Latihan Tertulis 1:
Tulis ulang secara lebih singkat paragraf dalam artikel tentang feminisme dan Islam di bawah yang diawali "Sebuah kekeliruan dari seorang muslimah". Pertahankan fakta utamanya.
Latihan Tertulis 2:
Ulangi tanpa perubahan bagian artikel tentang feminisme dan Islam di bawah, antara "Sebuah kekeliruan dari" dan "islam membedakan keduanya.", kedua batas itu ikut disertakan.

Teks Hasil Ekstraksi:
'''
Paradoksikal Eksekutor Kekerasan; Isu Feminisme bukan Hanya Urusan Perempuan

Oleh: Setia Farah Dhiba*

Paradoksikal Eksekutor Kekerasan; Isu Feminisme bukan Hanya Urusan Perempuan
Sumber: game.dclick.io

Sebuah kekeliruan dari seorang muslimah masa kini yang mengaku diri sebagai seorang feminis, lalu mengecap Rasulullah Saw. sebagai lelaki feminis juga menyebut Islam sebagai agama feminis. Pesan kesetaraan gender sebagai tujuan utama yang terus digiring, bersumber dari feminis barat adalah satu dari akar dalam menyokong gerakan perempuan ini. Sementara Islam menginterpretasikan kesetaraan antara perempuan dan laki-laki melalui ketakwaan pada Tuhan. Namun, jika dipandang dari segi pewarisan, praktik islam, dan kedudukan sosial maka akan sangat banyak perbedaan antara perempuan dan laki-laki. Hal ini jelaslah bukan tentang kesetaraan akan tetapi bagaimana islam membedakan keduanya. 


Adalah sebuah pilihan seorang muslimah dalam menganut ideologi feminis tersebut. Namun, menjadi kesalahan besar untuk menyatakan “Islam Feminis”. Mengapa? Karena pada dasarnya kita jadi melihat kitab suci dari lensa feminisme. Sama saja seorang muslimah feminis yang membaca Al-Quran kemudian menginterpretasikannya lewat pemikiran yang disusun feminis itu sendiri, dan hal ini sungguh problematik.
'''
(Entri anotasi wilayah)
'''
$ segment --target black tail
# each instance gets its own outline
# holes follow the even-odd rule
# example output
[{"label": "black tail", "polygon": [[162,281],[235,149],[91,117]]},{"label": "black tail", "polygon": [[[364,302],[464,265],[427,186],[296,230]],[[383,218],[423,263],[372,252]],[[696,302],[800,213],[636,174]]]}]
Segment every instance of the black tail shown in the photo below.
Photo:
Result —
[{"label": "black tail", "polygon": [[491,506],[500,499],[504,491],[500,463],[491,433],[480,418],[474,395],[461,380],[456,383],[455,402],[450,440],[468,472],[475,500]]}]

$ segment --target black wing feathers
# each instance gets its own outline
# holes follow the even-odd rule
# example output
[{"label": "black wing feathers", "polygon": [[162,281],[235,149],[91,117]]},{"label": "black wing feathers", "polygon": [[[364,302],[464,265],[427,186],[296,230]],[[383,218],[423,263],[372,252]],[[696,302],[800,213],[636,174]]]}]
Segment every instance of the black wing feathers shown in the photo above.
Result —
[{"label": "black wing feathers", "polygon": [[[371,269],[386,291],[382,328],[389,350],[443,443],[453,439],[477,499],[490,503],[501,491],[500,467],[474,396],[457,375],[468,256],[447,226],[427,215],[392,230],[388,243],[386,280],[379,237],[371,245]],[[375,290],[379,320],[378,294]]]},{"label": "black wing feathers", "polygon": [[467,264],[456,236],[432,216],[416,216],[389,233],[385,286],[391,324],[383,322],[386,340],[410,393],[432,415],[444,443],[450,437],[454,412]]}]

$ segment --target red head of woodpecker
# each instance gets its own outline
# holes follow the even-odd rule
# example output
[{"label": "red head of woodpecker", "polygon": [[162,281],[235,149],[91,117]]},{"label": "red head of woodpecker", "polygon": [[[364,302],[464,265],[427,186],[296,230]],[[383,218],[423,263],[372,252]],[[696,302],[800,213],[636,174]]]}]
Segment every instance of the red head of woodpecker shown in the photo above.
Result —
'''
Jawaban Tertulis 1:
Muslimah masa kini yang mengaku feminis keliru ketika menyebut Rasulullah Saw. lelaki feminis dan Islam agama feminis. Pesan kesetaraan gender yang terus digiring berasal dari feminis barat. Pesan ini menjadi salah satu akar gerakan perempuan tersebut. Islam memaknai kesetaraan perempuan dan laki-laki melalui ketakwaan pada Tuhan. Namun, dalam pewarisan, praktik Islam, dan kedudukan sosial, keduanya banyak berbeda. Jadi, ini bukan soal kesetaraan, melainkan cara Islam membedakan keduanya.

Jawaban Tertulis 2:
Sebuah kekeliruan dari seorang muslimah masa kini yang mengaku diri sebagai seorang feminis, lalu mengecap Rasulullah Saw. sebagai lelaki feminis juga menyebut Islam sebagai agama feminis. Pesan kesetaraan gender sebagai tujuan utama yang terus digiring, bersumber dari feminis barat adalah satu dari akar dalam menyokong gerakan perempuan ini. Sementara Islam menginterpretasikan kesetaraan antara perempuan dan laki-laki melalui ketakwaan pada Tuhan. Namun, jika dipandang dari segi pewarisan, praktik islam, dan kedudukan sosial maka akan sangat banyak perbedaan antara perempuan dan laki-laki. Hal ini jelaslah bukan tentang kesetaraan akan tetapi bagaimana islam membedakan keduanya.